» **GIVEN PROBLEM 1**: Reproduce the rows below verbatim, starting at the line that contains "Species-survey task: indicate the car tail" and continuing through the final line of the rows, with both of those lines included.

» **PAGE EXTRACT**:
- The Virtues of Kantian Ethics
While many philosophers still know Kant’s ethics primarily from Groundwork of the Metaphysics of Morals, and perhaps the Critique of Practical Reason, recent scholarship has shown that to truly understand his moral philosophy we must widen our perspective to include the full range of his ethical writings, including the Metaphysics of Morals, the Religionschrift, his lectures on ethics, and various essays on politics and history (e.g., “Conjectures on the Beginning of Human History”). A new monograph by Anne Margaret Baxley and a new collection of essays edited by Lara Denis show, in different ways, the philosophical value of expanding and [End Page 312] enriching our understanding of Kant as a moral philosopher.
In the first section of Groundwork Kant distinguishes between actions done in conformity with the moral law [pflichtmässig] and actions motivated by recognition that they are required by the moral law [aus Pflicht], claiming that only actions of the latter kind have “moral worth.” It might seem, then, that for Kant the moral ideal for human beings is to be unencumbered by any affective or emotional states that might interfere with direct motivation by respect for the moral law itself, an implausibly austere conception of human moral life. This austerity is thrown into sharp relief by contrasting Kant’s conception with the Aristotelian view. Kant’s ideal moral agent—motivated solely by the moral law, rather than by sensible inclinations that pull him in the opposite direction—seems to correspond to what Aristotle calls the “continent” person in Book 7 of the Nicomachean Ethics, one who faces significant temptation to perform nonvirtuous action but resists it. For Aristotle, the continent person is second best compared to the virtuous person, in whom the rational and nonrational parts of the soul are in harmony. Surely, goes the objection, it would be better to have full Aristotelian virtue than mere Kantian continence.

» **GIVEN PROBLEM 2**:
Answer these questions from the passage on Kantian ethics:
(a) Who edited the new collection of essays that the passage mentions?
(b) In which book of the Nicomachean Ethics does Aristotle describe the "continent" person?
(c) Which essay is given as an example of Kant's writings on politics and history?

» **SUPPLIED ENTRIES**:

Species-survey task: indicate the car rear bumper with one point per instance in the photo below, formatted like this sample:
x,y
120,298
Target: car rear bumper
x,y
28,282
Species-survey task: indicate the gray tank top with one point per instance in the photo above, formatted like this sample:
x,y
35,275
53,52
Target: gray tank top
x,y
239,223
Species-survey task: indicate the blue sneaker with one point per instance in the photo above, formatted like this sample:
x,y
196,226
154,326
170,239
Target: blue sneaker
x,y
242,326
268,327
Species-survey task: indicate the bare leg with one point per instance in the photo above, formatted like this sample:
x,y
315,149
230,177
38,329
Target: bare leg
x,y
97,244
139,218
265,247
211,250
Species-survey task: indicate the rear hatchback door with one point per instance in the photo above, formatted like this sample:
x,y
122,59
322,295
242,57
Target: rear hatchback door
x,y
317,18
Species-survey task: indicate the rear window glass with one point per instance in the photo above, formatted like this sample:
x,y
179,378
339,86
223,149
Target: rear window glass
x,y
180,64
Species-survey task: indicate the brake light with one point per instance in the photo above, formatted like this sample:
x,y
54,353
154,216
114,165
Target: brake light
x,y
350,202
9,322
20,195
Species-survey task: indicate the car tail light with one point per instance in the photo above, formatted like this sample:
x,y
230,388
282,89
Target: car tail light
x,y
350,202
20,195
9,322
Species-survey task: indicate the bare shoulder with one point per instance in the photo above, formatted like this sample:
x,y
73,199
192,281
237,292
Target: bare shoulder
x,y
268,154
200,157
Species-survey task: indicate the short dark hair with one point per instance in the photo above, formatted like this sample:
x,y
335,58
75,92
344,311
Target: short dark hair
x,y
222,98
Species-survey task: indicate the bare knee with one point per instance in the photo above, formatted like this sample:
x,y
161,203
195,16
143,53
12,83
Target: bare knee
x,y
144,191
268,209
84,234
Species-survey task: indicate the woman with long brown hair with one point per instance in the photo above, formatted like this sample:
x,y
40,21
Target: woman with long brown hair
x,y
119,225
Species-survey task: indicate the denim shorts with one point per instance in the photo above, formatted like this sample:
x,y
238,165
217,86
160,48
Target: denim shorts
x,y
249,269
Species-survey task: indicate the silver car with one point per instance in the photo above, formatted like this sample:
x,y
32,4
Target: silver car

» **TASK ANSWER 1**:
Species-survey task: indicate the car tail light with one point per instance in the photo above, formatted like this sample:
x,y
230,388
282,89
Target: car tail light
x,y
350,202
20,195
9,322
Species-survey task: indicate the bare shoulder with one point per instance in the photo above, formatted like this sample:
x,y
73,199
192,281
237,292
Target: bare shoulder
x,y
268,154
200,157
Species-survey task: indicate the short dark hair with one point per instance in the photo above, formatted like this sample:
x,y
335,58
75,92
344,311
Target: short dark hair
x,y
222,98
Species-survey task: indicate the bare knee with one point per instance in the photo above, formatted like this sample:
x,y
161,203
195,16
143,53
12,83
Target: bare knee
x,y
144,191
268,209
84,234
Species-survey task: indicate the woman with long brown hair with one point per instance in the photo above, formatted like this sample:
x,y
40,21
Target: woman with long brown hair
x,y
119,225
Species-survey task: indicate the denim shorts with one point per instance in the photo above, formatted like this sample:
x,y
238,165
217,86
160,48
Target: denim shorts
x,y
249,269
Species-survey task: indicate the silver car with one point per instance in the photo above, formatted like this sample:
x,y
32,4
Target: silver car

» **TASK ANSWER 2**:
(a) Lara Denis
(b) Book 7
(c) "Conjectures on the Beginning of Human History"